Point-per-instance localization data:

----

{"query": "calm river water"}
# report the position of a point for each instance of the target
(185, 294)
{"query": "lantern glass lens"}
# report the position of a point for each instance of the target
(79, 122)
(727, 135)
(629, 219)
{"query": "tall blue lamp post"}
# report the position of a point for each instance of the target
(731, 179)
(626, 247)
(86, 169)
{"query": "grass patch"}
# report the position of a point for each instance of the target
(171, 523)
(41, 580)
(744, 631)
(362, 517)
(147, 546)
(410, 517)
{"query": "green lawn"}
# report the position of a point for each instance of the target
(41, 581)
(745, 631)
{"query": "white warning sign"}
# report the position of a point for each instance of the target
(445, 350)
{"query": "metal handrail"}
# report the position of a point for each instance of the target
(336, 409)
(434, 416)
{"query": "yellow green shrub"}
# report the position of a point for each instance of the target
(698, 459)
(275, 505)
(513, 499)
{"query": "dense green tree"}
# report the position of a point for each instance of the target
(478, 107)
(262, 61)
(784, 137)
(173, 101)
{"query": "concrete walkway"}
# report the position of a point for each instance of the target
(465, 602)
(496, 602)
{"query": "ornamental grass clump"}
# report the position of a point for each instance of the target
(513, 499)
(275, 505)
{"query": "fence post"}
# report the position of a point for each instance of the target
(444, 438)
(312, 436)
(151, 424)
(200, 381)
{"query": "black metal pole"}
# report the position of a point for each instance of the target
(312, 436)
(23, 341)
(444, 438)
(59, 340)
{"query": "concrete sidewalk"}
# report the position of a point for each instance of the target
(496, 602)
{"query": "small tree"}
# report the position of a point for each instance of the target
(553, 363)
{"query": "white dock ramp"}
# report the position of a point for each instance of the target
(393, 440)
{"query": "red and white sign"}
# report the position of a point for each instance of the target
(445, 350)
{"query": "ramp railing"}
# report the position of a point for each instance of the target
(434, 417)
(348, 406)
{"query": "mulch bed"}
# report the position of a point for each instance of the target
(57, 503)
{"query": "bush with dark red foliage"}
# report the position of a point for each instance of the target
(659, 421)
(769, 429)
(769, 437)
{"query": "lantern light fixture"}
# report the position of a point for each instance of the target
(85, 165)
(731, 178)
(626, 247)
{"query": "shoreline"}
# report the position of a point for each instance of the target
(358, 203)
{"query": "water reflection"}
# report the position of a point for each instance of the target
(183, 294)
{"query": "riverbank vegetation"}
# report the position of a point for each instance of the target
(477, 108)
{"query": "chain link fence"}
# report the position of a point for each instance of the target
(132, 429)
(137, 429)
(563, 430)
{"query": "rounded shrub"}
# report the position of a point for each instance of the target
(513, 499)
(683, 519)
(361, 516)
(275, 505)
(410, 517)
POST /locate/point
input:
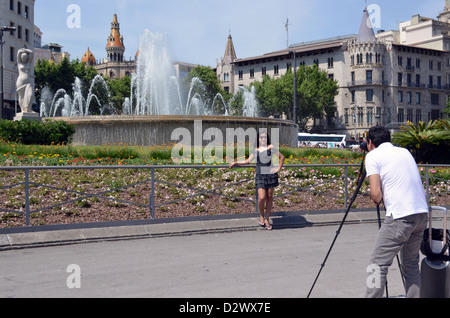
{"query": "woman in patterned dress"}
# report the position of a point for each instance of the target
(266, 175)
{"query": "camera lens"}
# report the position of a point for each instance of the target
(364, 147)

----

*REQUIRED ACTION*
Retype all the records exactly and keep out every picture.

*RESULT BELOW*
{"query": "calm river water"}
# report the position of a point for each instance of the target
(185, 294)
{"query": "lantern glass lens"}
# report the position of a point for each instance of the target
(79, 122)
(727, 135)
(629, 219)
{"query": "tall blue lamp post"}
# report the position of a point for each instance of the target
(731, 179)
(626, 247)
(86, 169)
{"query": "grass patch"}
# report the position of a point for each instance of the target
(171, 523)
(41, 580)
(744, 631)
(362, 517)
(147, 546)
(410, 517)
{"query": "green lawn"}
# report the position of a point for each instance of the target
(41, 581)
(745, 631)
{"query": "white warning sign"}
# report the position of a point for each instance of the target
(445, 350)
{"query": "metal handrail"}
# report the position of a point for each instance of the target
(336, 409)
(434, 416)
{"query": "yellow green shrub"}
# report the position of a point for each instance of the target
(698, 459)
(275, 505)
(513, 499)
{"query": "dense green tree"}
# report the position of a point for each instance of the target
(478, 107)
(262, 61)
(784, 137)
(173, 101)
{"query": "concrete walkway"}
# report the position of a point for each instance of the target
(465, 602)
(496, 602)
{"query": "ornamental grass clump"}
# report the position of a point for each instance of the target
(513, 499)
(275, 505)
{"query": "fence post"}
# report the position of a point for each instance of the target
(444, 438)
(312, 436)
(151, 424)
(200, 381)
{"query": "black metal pole"}
# report the position of a point for each instance of the target
(312, 436)
(23, 341)
(444, 438)
(59, 340)
{"query": "concrete sidewalk"}
# report the position of a point for each instance of the target
(496, 602)
{"query": "small tree"}
# report the position of a point for each instance of the target
(553, 363)
{"query": "white dock ramp"}
# report the position of a point for each instance of the target
(393, 440)
{"query": "red and white sign"}
# report the position of a point for each instance of the target
(445, 350)
{"query": "ramp railing"}
# report the position of a point for each instance of the target
(434, 417)
(348, 406)
{"query": "mulch bed"}
# report the position of a point for each instance of the target
(57, 503)
{"query": "bush with dark red foliage"}
# report the position of a point for each instance of the target
(659, 421)
(769, 429)
(769, 437)
{"query": "lantern light fixture"}
# report the position of a point for each instance of the target
(85, 165)
(731, 178)
(626, 247)
{"query": "shoreline"}
# report the position of a point for each instance of the target
(358, 203)
{"query": "water reflection"}
# report the position of a point for each instance of the target
(183, 294)
{"query": "riverbank vegetation"}
# report the position of a point for each instance of the target
(477, 108)
{"query": "chain link fence"}
# report the position of a point for each instance of the target
(132, 429)
(137, 429)
(563, 430)
{"query": "rounded shrub"}
# report the position of a point for each instance of the target
(513, 499)
(683, 519)
(361, 516)
(275, 505)
(410, 517)
POST /locate/point
input:
{"query": "woman in patterned dress"}
# report the position of a point for each instance of the target
(266, 175)
{"query": "camera lens"}
# report the position of a point for each instance of the target
(364, 147)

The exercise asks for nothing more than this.